• **TASK GOAL**
Extract every line of the listing below that contains the string "sweater". Matching is case-sensitive.

## Start AVAILABLE RECORDS

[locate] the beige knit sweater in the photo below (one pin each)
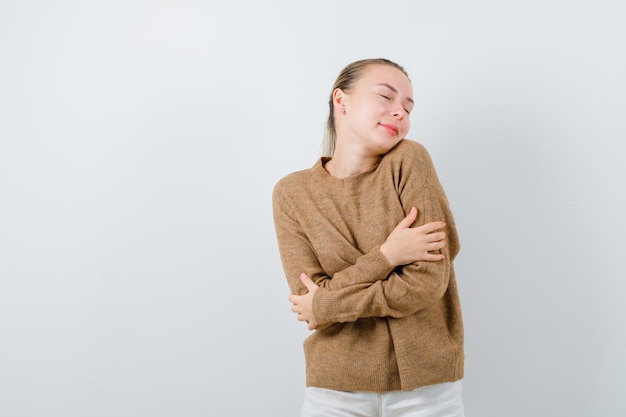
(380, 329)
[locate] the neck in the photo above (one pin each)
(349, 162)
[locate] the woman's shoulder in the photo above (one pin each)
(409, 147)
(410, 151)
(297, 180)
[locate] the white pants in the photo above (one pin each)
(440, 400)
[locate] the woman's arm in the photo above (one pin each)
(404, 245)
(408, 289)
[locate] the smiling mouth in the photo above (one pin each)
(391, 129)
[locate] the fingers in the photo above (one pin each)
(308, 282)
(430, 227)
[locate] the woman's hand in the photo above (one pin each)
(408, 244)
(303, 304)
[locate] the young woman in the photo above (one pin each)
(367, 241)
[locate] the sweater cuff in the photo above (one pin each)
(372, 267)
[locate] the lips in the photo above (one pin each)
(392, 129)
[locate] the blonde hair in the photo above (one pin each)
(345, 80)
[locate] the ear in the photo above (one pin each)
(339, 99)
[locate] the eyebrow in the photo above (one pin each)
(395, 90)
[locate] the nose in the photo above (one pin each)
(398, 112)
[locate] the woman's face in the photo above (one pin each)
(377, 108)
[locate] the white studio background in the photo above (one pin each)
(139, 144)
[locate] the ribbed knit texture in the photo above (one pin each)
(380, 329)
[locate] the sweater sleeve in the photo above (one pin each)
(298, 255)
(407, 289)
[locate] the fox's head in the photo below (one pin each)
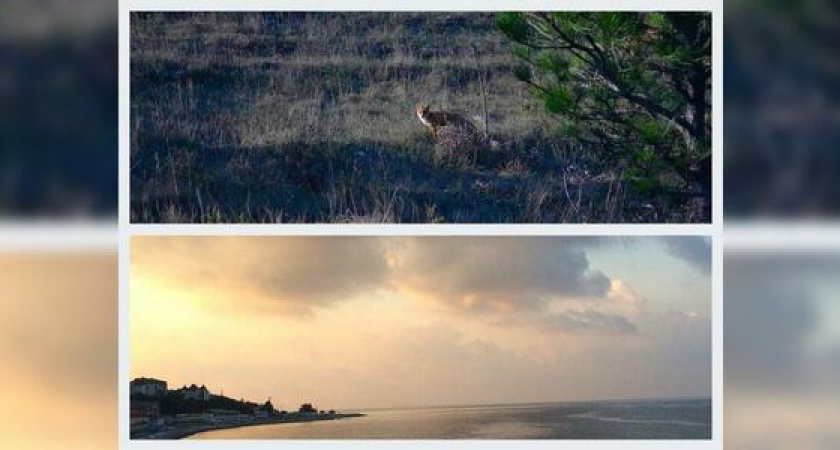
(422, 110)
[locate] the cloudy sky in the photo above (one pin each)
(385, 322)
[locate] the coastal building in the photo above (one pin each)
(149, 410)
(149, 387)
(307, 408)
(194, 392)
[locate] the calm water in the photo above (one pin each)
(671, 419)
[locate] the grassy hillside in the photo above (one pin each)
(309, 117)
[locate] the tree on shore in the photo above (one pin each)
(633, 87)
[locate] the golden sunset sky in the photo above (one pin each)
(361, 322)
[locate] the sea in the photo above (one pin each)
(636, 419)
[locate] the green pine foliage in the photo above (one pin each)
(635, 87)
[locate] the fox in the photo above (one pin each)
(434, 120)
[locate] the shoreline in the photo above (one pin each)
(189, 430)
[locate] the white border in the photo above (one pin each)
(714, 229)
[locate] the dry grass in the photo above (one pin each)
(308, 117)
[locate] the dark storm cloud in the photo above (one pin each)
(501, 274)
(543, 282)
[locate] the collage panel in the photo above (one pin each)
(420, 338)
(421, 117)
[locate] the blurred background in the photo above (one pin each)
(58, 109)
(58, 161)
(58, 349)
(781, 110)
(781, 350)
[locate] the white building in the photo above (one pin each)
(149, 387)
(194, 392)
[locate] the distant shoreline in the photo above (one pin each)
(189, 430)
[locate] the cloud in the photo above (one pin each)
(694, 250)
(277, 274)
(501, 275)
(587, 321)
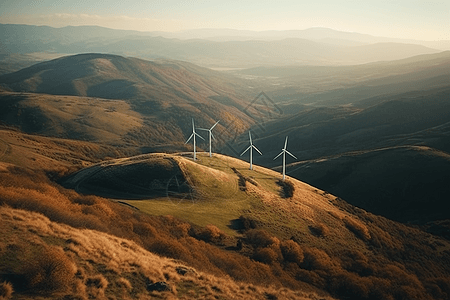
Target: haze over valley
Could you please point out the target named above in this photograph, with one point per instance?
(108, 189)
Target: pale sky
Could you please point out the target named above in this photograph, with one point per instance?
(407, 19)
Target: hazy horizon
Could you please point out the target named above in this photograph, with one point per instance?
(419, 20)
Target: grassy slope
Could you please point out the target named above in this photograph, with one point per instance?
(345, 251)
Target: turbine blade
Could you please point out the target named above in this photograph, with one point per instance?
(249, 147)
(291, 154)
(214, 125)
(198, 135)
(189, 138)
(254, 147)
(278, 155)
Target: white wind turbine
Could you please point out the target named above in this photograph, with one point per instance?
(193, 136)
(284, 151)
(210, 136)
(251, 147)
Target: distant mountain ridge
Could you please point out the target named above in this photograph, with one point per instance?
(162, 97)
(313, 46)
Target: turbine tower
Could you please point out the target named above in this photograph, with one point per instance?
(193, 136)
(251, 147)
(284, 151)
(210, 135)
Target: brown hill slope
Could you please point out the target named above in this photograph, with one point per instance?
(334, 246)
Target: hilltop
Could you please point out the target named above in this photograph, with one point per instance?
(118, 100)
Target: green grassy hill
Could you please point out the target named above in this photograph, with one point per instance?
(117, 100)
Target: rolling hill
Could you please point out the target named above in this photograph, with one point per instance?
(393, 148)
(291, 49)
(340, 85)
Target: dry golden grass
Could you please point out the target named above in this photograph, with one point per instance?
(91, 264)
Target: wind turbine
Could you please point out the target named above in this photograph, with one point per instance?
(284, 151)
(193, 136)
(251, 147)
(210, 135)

## End AVAILABLE RECORDS
## Start AVAILABLE RECORDS

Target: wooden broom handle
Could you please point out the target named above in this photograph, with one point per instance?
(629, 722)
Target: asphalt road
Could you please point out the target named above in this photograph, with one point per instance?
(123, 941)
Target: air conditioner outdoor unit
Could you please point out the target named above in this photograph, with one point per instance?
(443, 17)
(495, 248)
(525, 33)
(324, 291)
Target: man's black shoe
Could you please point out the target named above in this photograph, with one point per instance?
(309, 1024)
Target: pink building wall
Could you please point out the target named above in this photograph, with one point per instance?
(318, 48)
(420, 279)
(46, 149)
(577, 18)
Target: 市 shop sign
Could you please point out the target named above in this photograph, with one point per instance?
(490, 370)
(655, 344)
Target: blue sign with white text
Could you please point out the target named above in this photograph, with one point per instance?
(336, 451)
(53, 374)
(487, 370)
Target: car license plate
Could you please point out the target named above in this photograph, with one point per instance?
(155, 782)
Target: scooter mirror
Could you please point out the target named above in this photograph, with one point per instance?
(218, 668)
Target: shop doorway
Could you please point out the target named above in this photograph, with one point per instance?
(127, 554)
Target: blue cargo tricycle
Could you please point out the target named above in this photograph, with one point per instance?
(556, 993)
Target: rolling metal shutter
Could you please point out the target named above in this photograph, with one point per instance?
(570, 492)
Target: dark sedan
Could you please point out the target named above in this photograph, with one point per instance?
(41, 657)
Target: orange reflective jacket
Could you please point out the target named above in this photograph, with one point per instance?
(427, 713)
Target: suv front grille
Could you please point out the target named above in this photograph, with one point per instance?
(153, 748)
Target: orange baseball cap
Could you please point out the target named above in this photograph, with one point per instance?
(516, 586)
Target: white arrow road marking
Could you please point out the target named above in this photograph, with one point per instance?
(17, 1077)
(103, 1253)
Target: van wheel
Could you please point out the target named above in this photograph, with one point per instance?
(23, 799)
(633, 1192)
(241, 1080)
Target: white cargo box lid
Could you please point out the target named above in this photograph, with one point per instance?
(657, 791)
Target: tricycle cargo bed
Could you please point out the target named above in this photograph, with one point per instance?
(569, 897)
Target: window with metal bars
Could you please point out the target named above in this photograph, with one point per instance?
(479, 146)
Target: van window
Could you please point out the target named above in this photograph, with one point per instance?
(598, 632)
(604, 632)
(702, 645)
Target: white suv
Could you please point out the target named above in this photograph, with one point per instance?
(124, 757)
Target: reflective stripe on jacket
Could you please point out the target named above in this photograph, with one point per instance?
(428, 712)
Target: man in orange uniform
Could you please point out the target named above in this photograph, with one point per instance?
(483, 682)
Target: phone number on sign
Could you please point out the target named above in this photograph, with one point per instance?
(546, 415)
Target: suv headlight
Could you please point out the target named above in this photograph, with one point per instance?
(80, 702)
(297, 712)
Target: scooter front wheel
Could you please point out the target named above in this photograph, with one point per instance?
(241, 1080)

## End AVAILABLE RECORDS
## Start AVAILABLE RECORDS

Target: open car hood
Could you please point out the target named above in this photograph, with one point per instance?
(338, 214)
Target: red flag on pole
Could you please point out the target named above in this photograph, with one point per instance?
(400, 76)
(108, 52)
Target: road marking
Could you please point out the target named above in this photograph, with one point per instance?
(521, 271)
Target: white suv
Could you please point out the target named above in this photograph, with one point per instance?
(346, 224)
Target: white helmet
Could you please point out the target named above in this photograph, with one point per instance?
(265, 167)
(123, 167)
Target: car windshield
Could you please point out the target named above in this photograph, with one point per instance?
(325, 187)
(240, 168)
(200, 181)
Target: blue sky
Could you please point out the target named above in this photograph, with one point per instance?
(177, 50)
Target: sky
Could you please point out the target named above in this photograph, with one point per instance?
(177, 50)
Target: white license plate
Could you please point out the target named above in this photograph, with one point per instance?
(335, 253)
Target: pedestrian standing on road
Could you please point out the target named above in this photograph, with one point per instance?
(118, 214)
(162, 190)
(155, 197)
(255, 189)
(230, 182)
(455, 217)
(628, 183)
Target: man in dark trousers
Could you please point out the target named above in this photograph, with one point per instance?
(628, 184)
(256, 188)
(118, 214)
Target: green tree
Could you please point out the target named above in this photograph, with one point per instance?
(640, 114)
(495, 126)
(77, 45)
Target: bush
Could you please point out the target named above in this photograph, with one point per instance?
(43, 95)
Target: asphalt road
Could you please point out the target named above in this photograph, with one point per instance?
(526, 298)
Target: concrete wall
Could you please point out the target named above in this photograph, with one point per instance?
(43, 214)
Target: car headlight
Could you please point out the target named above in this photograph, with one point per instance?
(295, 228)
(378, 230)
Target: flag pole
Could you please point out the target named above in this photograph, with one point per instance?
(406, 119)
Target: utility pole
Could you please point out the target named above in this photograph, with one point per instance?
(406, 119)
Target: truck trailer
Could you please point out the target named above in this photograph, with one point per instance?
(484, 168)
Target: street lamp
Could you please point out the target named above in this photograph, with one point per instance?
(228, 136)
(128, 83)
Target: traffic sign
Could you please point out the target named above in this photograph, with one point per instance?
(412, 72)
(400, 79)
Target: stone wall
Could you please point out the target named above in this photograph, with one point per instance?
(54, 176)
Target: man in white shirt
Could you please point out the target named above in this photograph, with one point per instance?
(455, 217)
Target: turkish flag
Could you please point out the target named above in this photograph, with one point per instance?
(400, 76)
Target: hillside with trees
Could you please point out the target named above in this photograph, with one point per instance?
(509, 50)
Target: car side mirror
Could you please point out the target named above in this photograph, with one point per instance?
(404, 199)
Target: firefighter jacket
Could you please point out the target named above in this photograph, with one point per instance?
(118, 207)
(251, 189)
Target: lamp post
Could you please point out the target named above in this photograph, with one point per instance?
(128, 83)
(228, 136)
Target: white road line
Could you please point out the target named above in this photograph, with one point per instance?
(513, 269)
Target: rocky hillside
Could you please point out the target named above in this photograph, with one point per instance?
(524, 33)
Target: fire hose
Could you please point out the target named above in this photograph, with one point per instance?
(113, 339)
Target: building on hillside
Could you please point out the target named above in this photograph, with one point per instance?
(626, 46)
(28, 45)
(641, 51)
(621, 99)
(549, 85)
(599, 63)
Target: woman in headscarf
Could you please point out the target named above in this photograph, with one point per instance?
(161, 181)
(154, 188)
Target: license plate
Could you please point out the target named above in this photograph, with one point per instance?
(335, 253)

## End AVAILABLE RECORDS

• **EXERCISE RESULT**
[locate] the beige knit sweater in the photo below (one pin each)
[locate] the sweater cuff in the photo above (one pin each)
[locate] the sweater sleeve in the photo above (one pin each)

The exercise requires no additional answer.